▶ [Aim of the task]:
Lines from the opening of the material through the line containing "x=1262, y=929" must be duplicated word for word. Pictures are not.

[Opening Supplied information section]

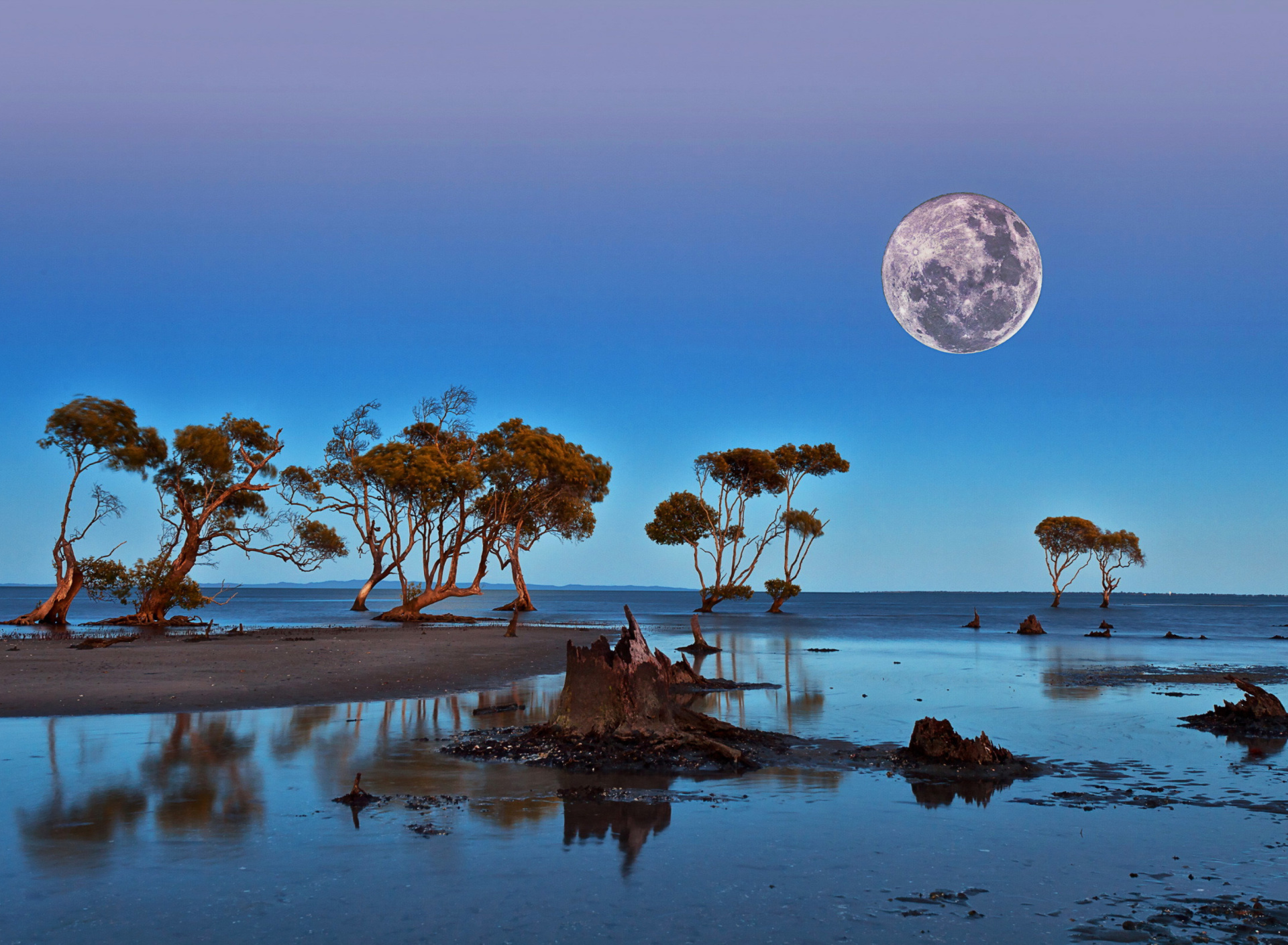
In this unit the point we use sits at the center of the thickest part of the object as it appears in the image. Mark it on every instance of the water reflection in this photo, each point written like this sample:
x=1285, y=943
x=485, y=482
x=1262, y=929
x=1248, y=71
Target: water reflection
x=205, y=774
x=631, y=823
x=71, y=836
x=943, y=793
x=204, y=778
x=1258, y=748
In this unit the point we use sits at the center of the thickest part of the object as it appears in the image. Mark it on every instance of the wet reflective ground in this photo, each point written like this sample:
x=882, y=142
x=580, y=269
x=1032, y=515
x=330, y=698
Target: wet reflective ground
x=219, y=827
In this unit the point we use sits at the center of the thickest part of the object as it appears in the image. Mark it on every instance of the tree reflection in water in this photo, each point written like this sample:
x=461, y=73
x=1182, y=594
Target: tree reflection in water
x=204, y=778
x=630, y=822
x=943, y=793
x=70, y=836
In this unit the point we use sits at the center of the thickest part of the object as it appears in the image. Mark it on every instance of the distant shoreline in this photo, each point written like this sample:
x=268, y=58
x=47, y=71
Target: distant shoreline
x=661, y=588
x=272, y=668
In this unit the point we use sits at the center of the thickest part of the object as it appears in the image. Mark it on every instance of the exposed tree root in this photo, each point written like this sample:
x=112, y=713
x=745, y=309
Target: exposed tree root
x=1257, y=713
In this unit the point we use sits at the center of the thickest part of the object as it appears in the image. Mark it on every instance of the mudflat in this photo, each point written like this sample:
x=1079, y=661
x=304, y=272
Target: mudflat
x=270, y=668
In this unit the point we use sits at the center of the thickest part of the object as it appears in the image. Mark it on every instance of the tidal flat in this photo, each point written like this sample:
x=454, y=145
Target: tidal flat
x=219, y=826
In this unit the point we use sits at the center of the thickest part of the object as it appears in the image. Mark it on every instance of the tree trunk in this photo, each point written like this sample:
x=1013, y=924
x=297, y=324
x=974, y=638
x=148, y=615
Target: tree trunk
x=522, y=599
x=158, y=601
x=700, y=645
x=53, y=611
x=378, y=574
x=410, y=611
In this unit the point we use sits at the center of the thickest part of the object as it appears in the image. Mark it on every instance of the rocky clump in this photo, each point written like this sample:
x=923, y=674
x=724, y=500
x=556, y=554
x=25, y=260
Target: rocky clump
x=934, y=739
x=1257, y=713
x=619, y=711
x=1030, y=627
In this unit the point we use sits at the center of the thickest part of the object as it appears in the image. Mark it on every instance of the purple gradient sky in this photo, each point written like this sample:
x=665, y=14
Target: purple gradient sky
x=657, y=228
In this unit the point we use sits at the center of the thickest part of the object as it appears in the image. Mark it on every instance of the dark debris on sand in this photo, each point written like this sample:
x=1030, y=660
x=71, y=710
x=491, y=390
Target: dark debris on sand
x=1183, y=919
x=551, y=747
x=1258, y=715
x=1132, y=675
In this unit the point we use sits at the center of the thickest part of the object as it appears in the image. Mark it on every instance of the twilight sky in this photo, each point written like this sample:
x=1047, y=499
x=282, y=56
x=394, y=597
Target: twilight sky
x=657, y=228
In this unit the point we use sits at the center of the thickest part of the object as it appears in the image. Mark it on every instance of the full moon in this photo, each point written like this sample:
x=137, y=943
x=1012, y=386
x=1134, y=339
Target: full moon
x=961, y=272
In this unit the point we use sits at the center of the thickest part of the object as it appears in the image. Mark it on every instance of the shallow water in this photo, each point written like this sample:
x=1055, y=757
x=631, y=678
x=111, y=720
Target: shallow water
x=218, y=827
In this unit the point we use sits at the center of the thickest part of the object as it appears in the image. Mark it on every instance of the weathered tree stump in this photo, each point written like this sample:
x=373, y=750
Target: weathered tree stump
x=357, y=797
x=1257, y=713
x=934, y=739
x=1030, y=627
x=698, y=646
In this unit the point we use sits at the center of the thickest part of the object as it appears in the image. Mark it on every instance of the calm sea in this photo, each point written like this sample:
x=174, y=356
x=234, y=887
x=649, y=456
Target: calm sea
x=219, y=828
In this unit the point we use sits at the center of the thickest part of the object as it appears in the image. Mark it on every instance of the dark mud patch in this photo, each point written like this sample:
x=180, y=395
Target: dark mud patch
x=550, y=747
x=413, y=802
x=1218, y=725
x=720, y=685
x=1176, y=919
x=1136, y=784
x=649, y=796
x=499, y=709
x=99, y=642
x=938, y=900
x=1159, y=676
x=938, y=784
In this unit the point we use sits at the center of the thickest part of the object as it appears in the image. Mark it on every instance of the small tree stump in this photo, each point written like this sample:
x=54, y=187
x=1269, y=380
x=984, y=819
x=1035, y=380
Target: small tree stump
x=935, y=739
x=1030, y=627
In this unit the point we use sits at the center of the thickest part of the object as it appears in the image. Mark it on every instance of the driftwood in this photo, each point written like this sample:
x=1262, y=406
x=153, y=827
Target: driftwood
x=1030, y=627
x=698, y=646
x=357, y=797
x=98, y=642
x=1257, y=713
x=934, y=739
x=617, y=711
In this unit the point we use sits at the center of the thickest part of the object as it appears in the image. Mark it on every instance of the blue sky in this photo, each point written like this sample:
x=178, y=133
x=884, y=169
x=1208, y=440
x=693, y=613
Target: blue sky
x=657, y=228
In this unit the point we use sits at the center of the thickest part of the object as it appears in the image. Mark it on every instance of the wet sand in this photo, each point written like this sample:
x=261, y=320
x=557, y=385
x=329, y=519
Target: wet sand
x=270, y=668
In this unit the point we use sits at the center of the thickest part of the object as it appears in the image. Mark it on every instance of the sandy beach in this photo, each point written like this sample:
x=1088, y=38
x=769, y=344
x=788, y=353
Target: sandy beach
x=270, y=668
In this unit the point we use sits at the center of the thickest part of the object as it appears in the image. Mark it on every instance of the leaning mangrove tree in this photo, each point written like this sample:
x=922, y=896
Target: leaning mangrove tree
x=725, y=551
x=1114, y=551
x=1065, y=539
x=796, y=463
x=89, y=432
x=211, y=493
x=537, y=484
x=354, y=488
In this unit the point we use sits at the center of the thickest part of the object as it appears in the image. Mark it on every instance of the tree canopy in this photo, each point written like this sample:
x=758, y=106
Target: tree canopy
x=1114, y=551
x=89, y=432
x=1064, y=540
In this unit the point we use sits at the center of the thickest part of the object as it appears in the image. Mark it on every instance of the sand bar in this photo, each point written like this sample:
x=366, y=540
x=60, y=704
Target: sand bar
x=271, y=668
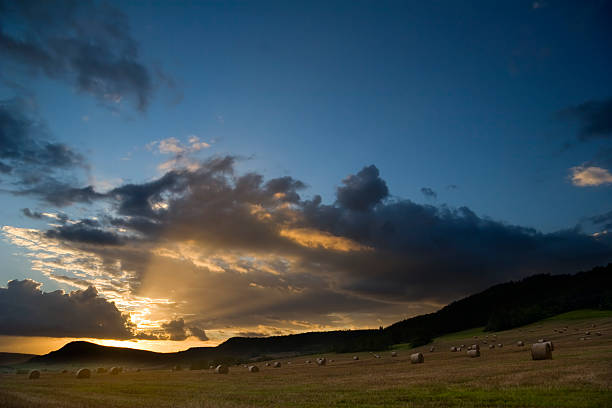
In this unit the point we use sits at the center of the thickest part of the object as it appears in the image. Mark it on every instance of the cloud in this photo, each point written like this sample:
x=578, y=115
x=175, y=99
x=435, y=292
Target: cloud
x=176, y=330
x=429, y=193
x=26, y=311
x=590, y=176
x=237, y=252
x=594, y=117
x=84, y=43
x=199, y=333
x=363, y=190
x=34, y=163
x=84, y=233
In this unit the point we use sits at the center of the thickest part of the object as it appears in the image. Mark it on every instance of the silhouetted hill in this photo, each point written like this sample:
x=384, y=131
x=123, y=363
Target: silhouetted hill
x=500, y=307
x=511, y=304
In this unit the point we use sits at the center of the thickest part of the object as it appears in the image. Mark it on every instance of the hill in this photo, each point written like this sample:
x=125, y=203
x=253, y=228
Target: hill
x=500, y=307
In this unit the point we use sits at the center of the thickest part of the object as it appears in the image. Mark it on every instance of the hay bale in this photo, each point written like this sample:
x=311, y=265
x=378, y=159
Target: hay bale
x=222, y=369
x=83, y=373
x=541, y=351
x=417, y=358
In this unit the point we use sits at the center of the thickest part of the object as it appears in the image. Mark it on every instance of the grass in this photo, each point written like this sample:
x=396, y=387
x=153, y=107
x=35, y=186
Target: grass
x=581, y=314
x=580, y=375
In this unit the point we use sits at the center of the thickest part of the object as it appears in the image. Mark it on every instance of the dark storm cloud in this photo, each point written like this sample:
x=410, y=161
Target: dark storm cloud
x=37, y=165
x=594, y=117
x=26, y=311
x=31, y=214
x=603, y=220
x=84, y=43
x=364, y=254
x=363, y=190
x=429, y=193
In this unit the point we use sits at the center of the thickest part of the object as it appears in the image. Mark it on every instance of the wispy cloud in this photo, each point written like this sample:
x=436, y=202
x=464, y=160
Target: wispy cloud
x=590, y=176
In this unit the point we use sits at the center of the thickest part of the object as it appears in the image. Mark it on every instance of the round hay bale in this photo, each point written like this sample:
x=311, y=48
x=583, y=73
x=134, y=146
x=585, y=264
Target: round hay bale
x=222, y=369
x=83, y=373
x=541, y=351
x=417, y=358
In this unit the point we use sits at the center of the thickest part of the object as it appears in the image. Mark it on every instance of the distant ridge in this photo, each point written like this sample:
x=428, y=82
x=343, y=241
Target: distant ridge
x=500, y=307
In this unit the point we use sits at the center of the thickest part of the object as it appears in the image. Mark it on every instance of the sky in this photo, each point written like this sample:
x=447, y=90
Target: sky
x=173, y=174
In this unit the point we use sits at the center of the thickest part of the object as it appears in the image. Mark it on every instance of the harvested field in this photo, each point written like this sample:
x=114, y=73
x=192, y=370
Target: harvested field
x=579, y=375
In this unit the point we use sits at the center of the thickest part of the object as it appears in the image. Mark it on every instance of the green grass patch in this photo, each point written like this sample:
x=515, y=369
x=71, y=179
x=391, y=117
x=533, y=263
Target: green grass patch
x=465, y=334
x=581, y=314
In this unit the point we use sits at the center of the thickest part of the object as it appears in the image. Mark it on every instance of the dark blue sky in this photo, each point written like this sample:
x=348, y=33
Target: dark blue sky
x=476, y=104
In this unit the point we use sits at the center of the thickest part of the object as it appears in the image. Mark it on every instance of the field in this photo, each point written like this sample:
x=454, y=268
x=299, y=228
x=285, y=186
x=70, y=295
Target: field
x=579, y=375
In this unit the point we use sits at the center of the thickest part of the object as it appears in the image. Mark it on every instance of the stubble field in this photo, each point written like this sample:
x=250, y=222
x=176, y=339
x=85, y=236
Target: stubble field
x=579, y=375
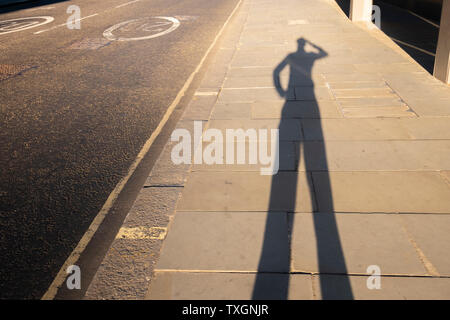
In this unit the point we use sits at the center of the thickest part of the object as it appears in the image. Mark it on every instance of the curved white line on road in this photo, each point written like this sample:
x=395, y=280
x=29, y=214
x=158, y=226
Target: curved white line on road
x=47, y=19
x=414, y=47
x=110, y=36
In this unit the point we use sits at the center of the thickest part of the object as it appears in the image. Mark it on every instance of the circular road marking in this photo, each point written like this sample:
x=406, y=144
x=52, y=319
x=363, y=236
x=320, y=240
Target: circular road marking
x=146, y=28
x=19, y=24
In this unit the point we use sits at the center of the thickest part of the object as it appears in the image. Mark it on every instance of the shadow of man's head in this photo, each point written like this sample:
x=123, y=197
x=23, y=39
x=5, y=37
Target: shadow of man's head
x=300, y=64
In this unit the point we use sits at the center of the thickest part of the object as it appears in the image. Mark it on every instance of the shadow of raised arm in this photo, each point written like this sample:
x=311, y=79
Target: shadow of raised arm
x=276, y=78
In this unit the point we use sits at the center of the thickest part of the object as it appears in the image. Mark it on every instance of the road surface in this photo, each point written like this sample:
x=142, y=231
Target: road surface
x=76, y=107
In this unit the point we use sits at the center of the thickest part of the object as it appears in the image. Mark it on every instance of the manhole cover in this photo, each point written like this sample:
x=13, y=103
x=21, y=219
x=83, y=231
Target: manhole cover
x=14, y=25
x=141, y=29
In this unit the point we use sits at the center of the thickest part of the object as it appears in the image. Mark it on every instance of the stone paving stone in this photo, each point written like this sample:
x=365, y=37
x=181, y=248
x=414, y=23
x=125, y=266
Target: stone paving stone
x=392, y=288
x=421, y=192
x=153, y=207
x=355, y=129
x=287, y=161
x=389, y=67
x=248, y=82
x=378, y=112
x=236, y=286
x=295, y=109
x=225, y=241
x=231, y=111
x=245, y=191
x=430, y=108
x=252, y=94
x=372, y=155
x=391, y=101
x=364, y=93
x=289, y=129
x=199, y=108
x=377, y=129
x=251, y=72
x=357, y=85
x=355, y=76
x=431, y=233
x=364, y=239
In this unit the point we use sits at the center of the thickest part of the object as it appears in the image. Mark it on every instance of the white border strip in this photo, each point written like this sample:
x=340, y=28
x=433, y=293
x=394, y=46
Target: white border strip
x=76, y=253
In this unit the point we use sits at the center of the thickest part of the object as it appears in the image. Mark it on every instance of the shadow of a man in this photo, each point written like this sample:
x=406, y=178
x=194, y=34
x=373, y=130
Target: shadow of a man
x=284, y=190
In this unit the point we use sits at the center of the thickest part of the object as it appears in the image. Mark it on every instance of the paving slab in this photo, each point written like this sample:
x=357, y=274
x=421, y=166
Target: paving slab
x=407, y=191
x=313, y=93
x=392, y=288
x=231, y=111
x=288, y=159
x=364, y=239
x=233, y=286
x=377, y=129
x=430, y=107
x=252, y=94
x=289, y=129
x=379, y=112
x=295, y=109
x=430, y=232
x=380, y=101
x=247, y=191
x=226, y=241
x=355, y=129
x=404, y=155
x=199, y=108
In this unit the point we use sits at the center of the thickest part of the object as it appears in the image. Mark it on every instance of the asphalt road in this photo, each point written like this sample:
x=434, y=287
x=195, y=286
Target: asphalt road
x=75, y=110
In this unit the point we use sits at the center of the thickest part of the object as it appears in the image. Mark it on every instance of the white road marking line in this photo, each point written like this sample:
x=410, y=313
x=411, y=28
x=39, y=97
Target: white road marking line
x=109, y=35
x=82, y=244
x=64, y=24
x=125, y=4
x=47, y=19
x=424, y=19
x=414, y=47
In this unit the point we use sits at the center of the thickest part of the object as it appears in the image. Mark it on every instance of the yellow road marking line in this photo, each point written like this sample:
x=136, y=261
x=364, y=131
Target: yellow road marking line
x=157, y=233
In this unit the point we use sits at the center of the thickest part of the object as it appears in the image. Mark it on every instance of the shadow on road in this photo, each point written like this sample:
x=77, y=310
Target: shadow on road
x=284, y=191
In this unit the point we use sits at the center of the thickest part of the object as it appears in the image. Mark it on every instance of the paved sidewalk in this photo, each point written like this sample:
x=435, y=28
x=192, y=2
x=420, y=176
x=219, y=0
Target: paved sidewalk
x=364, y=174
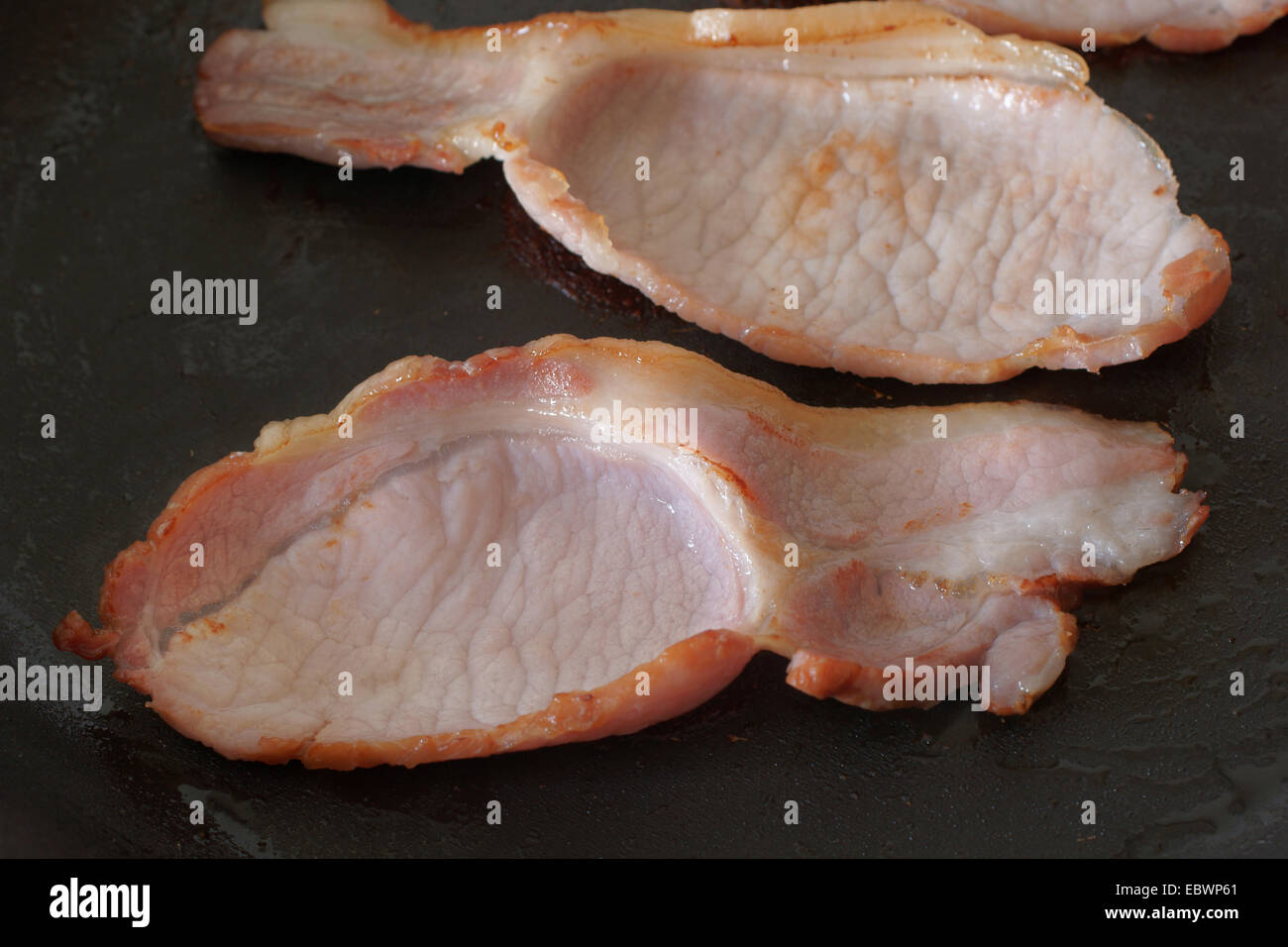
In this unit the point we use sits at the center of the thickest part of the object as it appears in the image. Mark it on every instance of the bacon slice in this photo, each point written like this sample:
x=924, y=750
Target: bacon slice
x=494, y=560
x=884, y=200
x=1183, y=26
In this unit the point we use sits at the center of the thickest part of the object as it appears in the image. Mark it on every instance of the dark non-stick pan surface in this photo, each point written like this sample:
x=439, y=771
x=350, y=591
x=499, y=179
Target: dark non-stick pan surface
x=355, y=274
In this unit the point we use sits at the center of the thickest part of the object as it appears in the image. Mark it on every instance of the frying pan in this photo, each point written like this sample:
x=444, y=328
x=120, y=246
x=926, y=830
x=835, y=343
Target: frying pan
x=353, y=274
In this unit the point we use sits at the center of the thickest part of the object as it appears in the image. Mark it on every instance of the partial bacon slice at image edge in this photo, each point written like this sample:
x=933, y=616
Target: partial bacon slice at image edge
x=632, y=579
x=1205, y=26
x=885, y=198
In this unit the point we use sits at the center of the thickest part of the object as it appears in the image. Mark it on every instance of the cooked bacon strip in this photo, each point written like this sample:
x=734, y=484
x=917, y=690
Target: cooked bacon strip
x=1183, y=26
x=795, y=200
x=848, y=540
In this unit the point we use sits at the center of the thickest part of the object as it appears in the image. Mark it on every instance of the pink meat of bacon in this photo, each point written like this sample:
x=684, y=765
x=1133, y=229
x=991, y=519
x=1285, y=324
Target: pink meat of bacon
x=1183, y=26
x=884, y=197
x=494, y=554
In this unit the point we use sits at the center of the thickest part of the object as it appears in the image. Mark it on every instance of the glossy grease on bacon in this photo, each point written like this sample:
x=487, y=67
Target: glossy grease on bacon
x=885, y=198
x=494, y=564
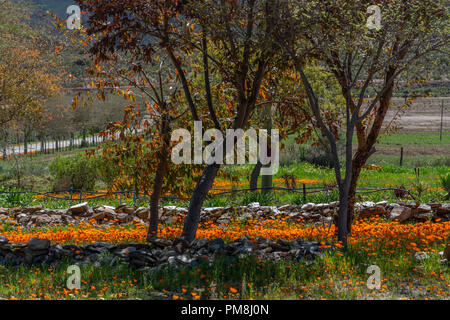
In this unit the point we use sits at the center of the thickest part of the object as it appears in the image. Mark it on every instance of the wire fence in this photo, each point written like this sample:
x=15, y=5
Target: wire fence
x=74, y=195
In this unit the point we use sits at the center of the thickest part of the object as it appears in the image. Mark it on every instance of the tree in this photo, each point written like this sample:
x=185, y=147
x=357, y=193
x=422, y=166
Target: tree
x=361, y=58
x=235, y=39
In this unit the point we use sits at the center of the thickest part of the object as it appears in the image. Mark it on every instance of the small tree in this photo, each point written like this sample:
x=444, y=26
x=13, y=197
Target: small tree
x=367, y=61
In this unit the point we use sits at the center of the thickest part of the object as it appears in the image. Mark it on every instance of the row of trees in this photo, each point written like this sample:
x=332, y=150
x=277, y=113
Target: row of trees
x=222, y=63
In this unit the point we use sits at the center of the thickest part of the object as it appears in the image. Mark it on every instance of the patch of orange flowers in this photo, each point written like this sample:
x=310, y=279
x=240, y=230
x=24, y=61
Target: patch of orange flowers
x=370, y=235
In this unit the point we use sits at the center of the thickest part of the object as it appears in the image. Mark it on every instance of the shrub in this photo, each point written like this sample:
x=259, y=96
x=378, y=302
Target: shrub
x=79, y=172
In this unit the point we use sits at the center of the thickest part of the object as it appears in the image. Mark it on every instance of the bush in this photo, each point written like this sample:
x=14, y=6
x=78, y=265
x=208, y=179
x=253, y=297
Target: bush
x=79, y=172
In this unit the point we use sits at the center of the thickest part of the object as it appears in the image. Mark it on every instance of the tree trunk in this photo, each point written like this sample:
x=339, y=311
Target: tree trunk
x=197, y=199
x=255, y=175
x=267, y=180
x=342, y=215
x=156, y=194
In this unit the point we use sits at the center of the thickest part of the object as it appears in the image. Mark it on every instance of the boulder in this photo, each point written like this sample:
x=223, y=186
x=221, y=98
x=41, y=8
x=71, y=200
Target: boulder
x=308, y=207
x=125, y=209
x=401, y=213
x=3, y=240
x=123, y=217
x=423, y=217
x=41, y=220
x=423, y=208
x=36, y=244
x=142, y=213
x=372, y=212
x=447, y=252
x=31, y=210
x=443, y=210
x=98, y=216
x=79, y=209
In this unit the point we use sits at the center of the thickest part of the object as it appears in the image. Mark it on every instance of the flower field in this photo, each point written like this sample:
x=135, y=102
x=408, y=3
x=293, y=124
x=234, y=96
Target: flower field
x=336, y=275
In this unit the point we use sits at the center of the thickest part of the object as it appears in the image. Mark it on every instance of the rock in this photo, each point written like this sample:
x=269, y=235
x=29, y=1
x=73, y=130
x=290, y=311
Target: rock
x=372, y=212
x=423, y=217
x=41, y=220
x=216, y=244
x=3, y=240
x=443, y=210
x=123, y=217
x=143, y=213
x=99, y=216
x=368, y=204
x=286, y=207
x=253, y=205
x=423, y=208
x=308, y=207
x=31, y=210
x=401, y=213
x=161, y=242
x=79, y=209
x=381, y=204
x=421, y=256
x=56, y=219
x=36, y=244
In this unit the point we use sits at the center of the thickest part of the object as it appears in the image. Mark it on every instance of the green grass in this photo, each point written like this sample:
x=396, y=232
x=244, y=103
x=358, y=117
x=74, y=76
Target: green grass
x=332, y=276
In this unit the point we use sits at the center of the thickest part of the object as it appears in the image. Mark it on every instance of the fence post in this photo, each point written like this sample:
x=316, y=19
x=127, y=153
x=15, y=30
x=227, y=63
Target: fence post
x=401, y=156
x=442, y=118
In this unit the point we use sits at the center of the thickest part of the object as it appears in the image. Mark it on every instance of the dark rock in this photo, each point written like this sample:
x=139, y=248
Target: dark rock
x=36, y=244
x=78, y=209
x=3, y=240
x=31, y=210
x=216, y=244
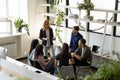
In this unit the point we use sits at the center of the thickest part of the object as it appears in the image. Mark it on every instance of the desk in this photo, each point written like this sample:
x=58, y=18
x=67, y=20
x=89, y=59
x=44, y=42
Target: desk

[Closing Supplied information section]

▶ [Answer for the task]:
In this unit the point we use sits at the center of the thickest part of the object as it appears in the image. Mark it on every instance of the water reflection in this photo, each point written like this sample:
x=1285, y=943
x=485, y=482
x=1262, y=929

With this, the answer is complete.